• Provided material
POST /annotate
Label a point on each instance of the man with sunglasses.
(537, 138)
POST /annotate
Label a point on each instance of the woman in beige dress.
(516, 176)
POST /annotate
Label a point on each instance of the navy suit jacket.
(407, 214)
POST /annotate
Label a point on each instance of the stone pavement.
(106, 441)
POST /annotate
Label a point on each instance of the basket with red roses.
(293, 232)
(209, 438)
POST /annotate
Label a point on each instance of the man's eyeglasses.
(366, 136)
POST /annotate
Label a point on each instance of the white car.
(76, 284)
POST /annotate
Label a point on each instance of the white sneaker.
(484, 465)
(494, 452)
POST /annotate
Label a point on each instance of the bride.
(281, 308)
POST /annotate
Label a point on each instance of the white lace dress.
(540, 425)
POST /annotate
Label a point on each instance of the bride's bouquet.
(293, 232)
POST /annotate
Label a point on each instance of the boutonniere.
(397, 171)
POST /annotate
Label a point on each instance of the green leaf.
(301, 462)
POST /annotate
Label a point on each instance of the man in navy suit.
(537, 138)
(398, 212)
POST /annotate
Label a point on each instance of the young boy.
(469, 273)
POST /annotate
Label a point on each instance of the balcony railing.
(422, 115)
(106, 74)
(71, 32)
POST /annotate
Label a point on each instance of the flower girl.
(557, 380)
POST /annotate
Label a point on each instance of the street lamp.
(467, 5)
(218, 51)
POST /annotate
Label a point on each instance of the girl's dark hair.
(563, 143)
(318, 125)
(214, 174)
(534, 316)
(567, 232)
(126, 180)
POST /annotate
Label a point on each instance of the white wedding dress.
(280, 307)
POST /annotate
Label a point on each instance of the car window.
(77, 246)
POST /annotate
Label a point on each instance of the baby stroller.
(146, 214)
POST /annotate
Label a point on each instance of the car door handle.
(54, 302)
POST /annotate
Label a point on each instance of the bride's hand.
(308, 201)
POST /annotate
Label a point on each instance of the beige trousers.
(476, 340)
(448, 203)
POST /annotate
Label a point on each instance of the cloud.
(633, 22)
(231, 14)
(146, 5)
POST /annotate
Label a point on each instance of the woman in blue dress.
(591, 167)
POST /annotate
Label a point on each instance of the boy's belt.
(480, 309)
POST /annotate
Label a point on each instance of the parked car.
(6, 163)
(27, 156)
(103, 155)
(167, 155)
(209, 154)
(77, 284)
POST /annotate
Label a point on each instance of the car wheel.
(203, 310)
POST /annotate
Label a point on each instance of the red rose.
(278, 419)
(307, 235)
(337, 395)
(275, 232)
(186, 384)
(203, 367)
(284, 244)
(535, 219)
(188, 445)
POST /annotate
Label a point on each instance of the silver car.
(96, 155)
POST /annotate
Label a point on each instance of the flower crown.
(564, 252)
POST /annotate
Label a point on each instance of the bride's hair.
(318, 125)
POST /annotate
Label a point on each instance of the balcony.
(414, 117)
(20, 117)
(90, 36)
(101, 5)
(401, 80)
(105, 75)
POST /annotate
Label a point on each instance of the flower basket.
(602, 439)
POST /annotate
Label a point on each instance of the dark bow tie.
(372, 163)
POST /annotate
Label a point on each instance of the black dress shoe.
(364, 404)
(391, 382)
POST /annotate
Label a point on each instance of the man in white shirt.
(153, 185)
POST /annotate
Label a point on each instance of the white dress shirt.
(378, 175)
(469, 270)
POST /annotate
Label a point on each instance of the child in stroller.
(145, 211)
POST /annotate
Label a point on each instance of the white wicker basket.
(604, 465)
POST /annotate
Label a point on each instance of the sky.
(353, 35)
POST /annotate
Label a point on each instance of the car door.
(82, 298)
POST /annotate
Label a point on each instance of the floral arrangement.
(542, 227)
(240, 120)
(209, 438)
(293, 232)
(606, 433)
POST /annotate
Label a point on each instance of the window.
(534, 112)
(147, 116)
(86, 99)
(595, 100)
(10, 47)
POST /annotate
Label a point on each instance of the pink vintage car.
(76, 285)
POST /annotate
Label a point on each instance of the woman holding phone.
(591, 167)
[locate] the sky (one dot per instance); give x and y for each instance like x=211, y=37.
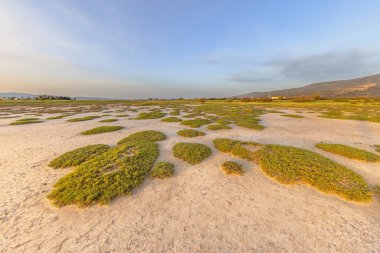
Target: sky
x=182, y=48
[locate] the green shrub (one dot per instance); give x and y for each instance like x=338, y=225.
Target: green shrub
x=103, y=129
x=149, y=135
x=197, y=122
x=151, y=115
x=122, y=115
x=292, y=116
x=78, y=156
x=115, y=172
x=108, y=120
x=290, y=165
x=236, y=148
x=230, y=167
x=162, y=170
x=83, y=118
x=218, y=127
x=192, y=153
x=349, y=152
x=26, y=121
x=171, y=119
x=190, y=133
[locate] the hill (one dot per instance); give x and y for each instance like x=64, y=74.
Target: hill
x=368, y=86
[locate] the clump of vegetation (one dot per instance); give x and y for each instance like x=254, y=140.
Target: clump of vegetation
x=171, y=119
x=292, y=116
x=113, y=173
x=162, y=170
x=108, y=120
x=59, y=116
x=122, y=115
x=190, y=133
x=236, y=148
x=218, y=127
x=149, y=135
x=192, y=153
x=290, y=165
x=78, y=156
x=349, y=152
x=103, y=129
x=197, y=122
x=234, y=168
x=83, y=118
x=26, y=121
x=151, y=115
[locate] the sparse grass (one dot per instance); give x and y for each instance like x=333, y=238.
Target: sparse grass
x=171, y=119
x=197, y=122
x=236, y=148
x=192, y=153
x=83, y=118
x=349, y=152
x=190, y=133
x=122, y=115
x=59, y=116
x=292, y=116
x=234, y=168
x=151, y=115
x=114, y=173
x=149, y=135
x=108, y=120
x=78, y=156
x=26, y=121
x=102, y=129
x=162, y=170
x=218, y=127
x=290, y=165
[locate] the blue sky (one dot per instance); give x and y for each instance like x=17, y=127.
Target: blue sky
x=178, y=48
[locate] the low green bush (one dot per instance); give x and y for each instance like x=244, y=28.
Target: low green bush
x=149, y=135
x=108, y=120
x=26, y=121
x=192, y=153
x=190, y=133
x=234, y=168
x=171, y=119
x=162, y=170
x=78, y=156
x=83, y=118
x=102, y=129
x=218, y=127
x=349, y=152
x=197, y=122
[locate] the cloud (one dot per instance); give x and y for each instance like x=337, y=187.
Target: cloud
x=310, y=68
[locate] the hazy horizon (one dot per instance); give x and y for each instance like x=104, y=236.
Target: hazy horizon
x=168, y=49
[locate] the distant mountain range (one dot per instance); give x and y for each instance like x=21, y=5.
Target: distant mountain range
x=368, y=86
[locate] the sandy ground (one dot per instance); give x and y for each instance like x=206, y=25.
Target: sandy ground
x=199, y=209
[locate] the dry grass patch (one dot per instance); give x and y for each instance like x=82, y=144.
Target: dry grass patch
x=349, y=152
x=162, y=170
x=192, y=153
x=190, y=133
x=103, y=129
x=232, y=168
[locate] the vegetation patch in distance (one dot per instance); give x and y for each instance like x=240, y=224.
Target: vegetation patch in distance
x=190, y=133
x=192, y=153
x=232, y=168
x=162, y=170
x=349, y=152
x=83, y=118
x=102, y=129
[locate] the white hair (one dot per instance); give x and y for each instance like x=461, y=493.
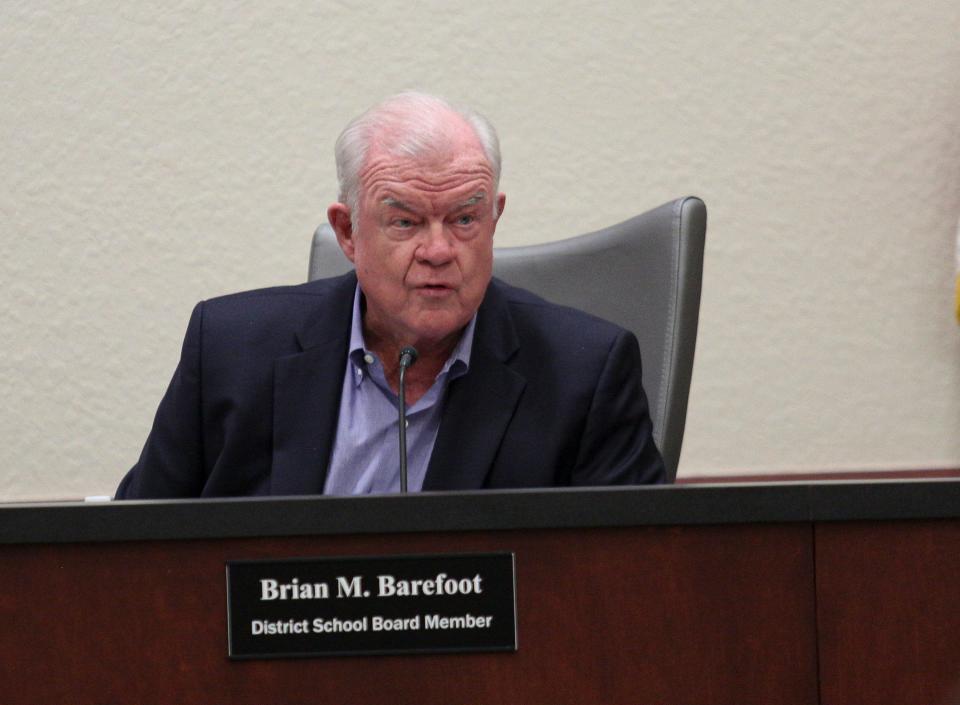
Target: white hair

• Task to carry out
All of the material above goes into the copy exactly as is; the pictures do not.

• Written solution
POST /annotate
Label a point on each instance of the man with sunglasses.
(537, 138)
POST /annotate
Label a point on each instance of the woman in beige dress.
(516, 176)
POST /annotate
Label a point on each instance of the navy suit jacket.
(407, 214)
POST /annotate
Label a point on each instance of the stone pavement.
(106, 441)
POST /annotate
Label a point on each instance of the basket with red roses.
(293, 232)
(209, 438)
POST /annotate
Label a point on each instance of the man's eyeglasses.
(366, 136)
POST /annotate
Label a point on each instance of the white car.
(76, 284)
POST /annotate
Label a point on each instance of the white sneaker.
(484, 465)
(494, 452)
POST /annotate
Label a point on each instance of the bride.
(281, 308)
POST /annotate
Label a point on each instance of the white lace dress.
(540, 425)
POST /annotate
Label a point on each instance of the bride's bouquet.
(293, 232)
POST /annotate
Label a point on each instance of the boutonniere.
(397, 171)
POST /annotate
Label a point on each instance of the green leaf.
(301, 462)
POST /annotate
Label a point on each instance of the man in navy suit.
(537, 138)
(398, 212)
POST /annotate
Label a point on each instance of the young boy.
(469, 273)
POST /annotate
Label a point on each instance of the balcony railing.
(422, 115)
(106, 74)
(71, 32)
POST /annotate
Label a point on each instance of the flower girl.
(557, 380)
POST /annotate
Label a point on each instance of the street lamp.
(467, 5)
(218, 51)
POST /annotate
Label a point on each instance of the girl's dark hair.
(563, 143)
(318, 125)
(214, 174)
(534, 316)
(567, 232)
(126, 180)
POST /annotate
Label a point on each instance of the white wedding dress.
(280, 307)
POST /annotate
Label a point on each instance of the car window.
(77, 246)
POST /annotate
Label a point on each instance of the baby stroller.
(146, 214)
POST /annotate
Label a point on each instance of the car door handle.
(54, 302)
POST /annotate
Label a point on each instance of the bride's hand.
(308, 201)
POST /annotate
Label a point on each instance of the beige trousers.
(476, 340)
(448, 203)
POST /annotate
Label a point on each instance of the cloud.
(633, 22)
(231, 14)
(146, 5)
POST /annotate
Label a point on each instance of the woman in blue dress.
(591, 167)
POST /annotate
Label a point on each instance of the boy's belt.
(480, 309)
POST /annotate
Label a point on each instance of the parked car.
(6, 163)
(27, 156)
(103, 155)
(167, 155)
(209, 154)
(77, 284)
POST /annotate
Label a point on each instance of the car wheel.
(203, 310)
POST /annotate
Label a point on each instance of the red rose.
(278, 419)
(307, 235)
(337, 395)
(275, 232)
(186, 384)
(203, 367)
(284, 244)
(535, 219)
(188, 445)
POST /annotate
Label a point on each instance of the silver car.
(96, 155)
POST /annotate
Label a point on each instance of the flower crown.
(564, 252)
POST /annotate
Label a point on each instance of the bride's hair.
(318, 125)
POST /annotate
Label a point on each instance of the balcony.
(414, 117)
(20, 117)
(90, 36)
(101, 5)
(401, 80)
(105, 75)
POST /annotate
Label a point on each instance of the flower basket.
(602, 439)
POST /annotate
Label a point on each instance of the dark bow tie.
(372, 163)
POST /annotate
Label a point on each instance of the black dress shoe.
(364, 404)
(391, 382)
POST /annotate
Label a point on each instance of the man in white shirt.
(153, 185)
POST /annotate
Label a point on each instance of the white dress shirt.
(378, 175)
(469, 270)
POST /annotate
Label a point on each instance of the child in stroller.
(145, 211)
POST /annotate
Label a point on each instance of the white wicker basket.
(604, 465)
POST /annotate
Label a point on each instance of the sky.
(353, 35)
POST /annotate
Label a point on each instance of the car door.
(82, 298)
POST /annotate
Label a point on each instance of the floral arrangement.
(542, 227)
(240, 120)
(209, 438)
(293, 232)
(606, 433)
POST /annotate
Label a point on each instance of the window.
(534, 112)
(147, 116)
(86, 99)
(595, 100)
(10, 47)
POST /annotate
Label a point on each instance of the pink vintage car.
(76, 285)
POST /annotate
Label a point on each instance of the woman holding phone.
(591, 167)
[locate] the sky (one dot per instance); give x and y for each instance like x=211, y=37.
Target: sky
x=182, y=48
[locate] the green shrub (one dot per instance); give x and y for each instance like x=338, y=225.
Target: green shrub
x=103, y=129
x=149, y=135
x=197, y=122
x=151, y=115
x=122, y=115
x=292, y=116
x=78, y=156
x=115, y=172
x=108, y=120
x=290, y=165
x=236, y=148
x=230, y=167
x=162, y=170
x=83, y=118
x=218, y=127
x=192, y=153
x=349, y=152
x=26, y=121
x=171, y=119
x=190, y=133
[locate] the hill (one dot per instance); give x and y for each instance like x=64, y=74.
Target: hill
x=368, y=86
[locate] the clump of vegetation (one dot per instance); give x and y for each instance like x=254, y=140.
Target: clump of vegetation
x=171, y=119
x=292, y=116
x=113, y=173
x=162, y=170
x=108, y=120
x=59, y=116
x=122, y=115
x=190, y=133
x=236, y=148
x=218, y=127
x=149, y=135
x=192, y=153
x=290, y=165
x=78, y=156
x=349, y=152
x=103, y=129
x=197, y=122
x=234, y=168
x=83, y=118
x=26, y=121
x=151, y=115
[locate] the sparse grass (one dot per instance); give x and y for each instance like x=333, y=238.
Target: sparse grass
x=171, y=119
x=197, y=122
x=236, y=148
x=192, y=153
x=83, y=118
x=349, y=152
x=190, y=133
x=122, y=115
x=59, y=116
x=292, y=116
x=234, y=168
x=151, y=115
x=114, y=173
x=149, y=135
x=108, y=120
x=78, y=156
x=26, y=121
x=102, y=129
x=162, y=170
x=218, y=127
x=290, y=165
[locate] the blue sky (one dot per instance); give x and y for each instance like x=17, y=127.
Target: blue sky
x=178, y=48
[locate] the low green bush (one dot per instance); give x and y for each instance like x=244, y=28.
Target: low green bush
x=149, y=135
x=108, y=120
x=26, y=121
x=192, y=153
x=190, y=133
x=234, y=168
x=171, y=119
x=162, y=170
x=78, y=156
x=83, y=118
x=102, y=129
x=218, y=127
x=349, y=152
x=197, y=122
[locate] the cloud (one dot per instance); give x and y for each instance like x=337, y=187.
Target: cloud
x=310, y=68
[locate] the hazy horizon (one dot per instance); give x and y for each instance like x=104, y=236.
Target: hazy horizon
x=168, y=49
[locate] the distant mountain range (one dot per instance); give x and y for each instance like x=21, y=5.
Target: distant mountain range
x=368, y=86
[locate] the sandy ground (one dot per instance); give x and y for each instance like x=206, y=25.
Target: sandy ground
x=199, y=209
[locate] the dry grass patch (one dot per instance); give x and y for each instance like x=82, y=144.
Target: dry grass patch
x=349, y=152
x=162, y=170
x=192, y=153
x=190, y=133
x=103, y=129
x=232, y=168
[locate] the vegetation patch in distance (one dot per instance); give x and y for each instance like x=240, y=224.
Target: vegetation patch in distance
x=190, y=133
x=192, y=153
x=232, y=168
x=162, y=170
x=349, y=152
x=83, y=118
x=102, y=129
[locate] the white hair (one dot per instance); give x and y for each instance like x=461, y=493.
Target: white hair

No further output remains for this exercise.